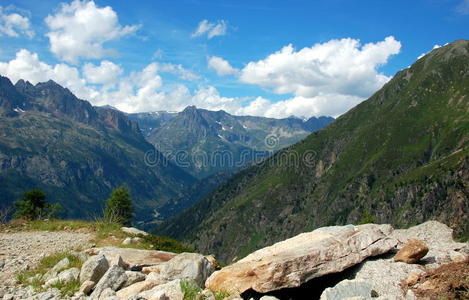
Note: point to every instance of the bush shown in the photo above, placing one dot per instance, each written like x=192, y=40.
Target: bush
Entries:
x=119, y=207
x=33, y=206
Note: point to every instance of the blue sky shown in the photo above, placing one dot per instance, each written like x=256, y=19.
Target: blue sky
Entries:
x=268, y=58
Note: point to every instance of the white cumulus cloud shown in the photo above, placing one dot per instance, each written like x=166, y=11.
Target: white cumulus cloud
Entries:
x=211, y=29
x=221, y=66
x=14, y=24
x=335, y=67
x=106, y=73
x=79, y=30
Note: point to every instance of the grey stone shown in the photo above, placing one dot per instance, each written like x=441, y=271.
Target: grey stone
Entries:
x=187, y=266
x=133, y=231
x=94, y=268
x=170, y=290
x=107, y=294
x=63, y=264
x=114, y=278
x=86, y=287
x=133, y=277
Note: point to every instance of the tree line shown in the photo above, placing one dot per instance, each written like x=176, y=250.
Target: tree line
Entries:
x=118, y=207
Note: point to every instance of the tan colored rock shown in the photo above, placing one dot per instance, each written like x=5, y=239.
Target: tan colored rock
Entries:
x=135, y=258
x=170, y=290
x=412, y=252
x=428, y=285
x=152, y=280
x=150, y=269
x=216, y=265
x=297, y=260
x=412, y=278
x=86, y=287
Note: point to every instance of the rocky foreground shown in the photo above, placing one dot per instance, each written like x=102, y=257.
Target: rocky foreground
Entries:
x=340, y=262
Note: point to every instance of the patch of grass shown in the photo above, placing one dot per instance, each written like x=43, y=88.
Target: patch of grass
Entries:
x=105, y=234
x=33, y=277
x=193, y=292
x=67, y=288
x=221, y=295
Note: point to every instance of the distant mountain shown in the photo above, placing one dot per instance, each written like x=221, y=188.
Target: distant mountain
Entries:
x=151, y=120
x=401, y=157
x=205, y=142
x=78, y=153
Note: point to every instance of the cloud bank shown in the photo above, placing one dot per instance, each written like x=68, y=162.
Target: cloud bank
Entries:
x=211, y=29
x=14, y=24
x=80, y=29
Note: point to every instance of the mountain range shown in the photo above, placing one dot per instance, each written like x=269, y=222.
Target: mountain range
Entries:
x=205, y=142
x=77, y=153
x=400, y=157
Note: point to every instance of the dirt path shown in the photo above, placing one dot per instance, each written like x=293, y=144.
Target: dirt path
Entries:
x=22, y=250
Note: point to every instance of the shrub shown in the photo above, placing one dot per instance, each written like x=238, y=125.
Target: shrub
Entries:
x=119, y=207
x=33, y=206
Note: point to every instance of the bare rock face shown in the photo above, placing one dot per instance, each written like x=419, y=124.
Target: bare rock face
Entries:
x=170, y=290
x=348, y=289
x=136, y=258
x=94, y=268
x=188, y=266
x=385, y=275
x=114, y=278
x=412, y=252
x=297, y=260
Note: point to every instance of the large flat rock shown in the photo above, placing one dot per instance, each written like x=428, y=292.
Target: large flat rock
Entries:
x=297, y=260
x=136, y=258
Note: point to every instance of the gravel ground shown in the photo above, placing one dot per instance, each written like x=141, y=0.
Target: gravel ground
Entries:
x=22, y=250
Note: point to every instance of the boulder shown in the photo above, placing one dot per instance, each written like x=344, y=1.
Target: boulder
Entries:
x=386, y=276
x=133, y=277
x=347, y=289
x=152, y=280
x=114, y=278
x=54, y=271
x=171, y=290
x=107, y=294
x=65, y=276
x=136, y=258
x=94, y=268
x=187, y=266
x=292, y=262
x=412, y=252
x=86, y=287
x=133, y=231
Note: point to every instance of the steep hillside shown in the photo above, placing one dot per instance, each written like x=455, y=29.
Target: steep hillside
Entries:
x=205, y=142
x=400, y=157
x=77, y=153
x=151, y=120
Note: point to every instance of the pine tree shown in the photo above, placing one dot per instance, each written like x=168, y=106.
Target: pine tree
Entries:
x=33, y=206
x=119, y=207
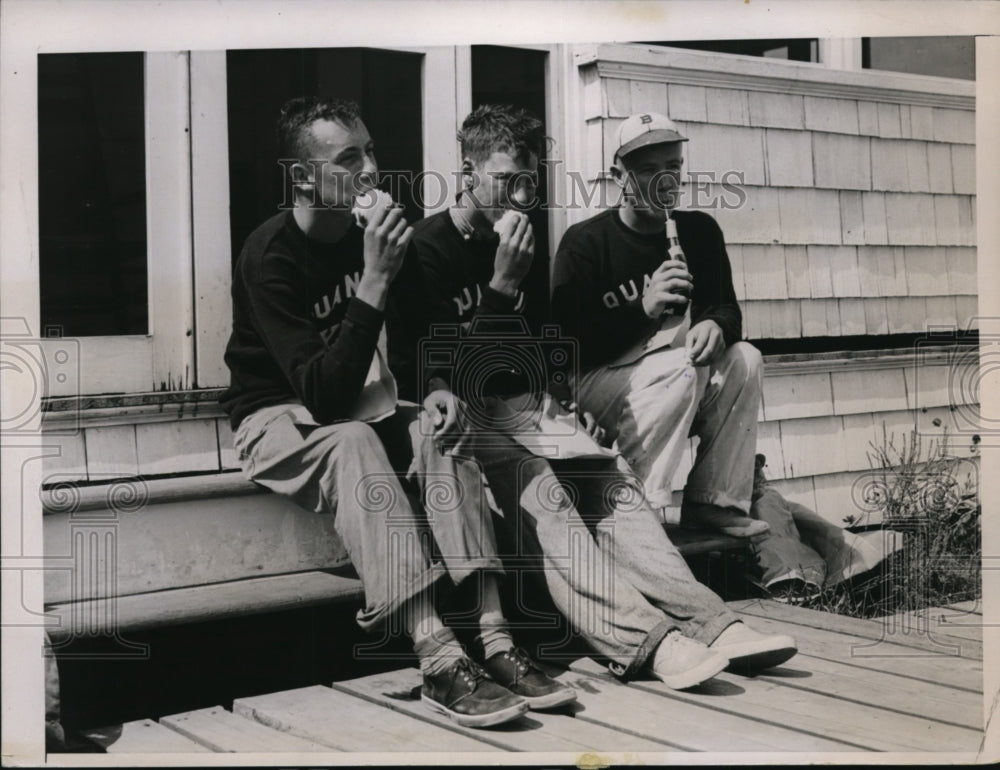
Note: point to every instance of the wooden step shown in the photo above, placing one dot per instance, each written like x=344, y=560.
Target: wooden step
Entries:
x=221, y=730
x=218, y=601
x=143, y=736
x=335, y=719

Assigned task: Only a number is expected here: the count of lines in the listing that hold the string "shrub".

Solution: 2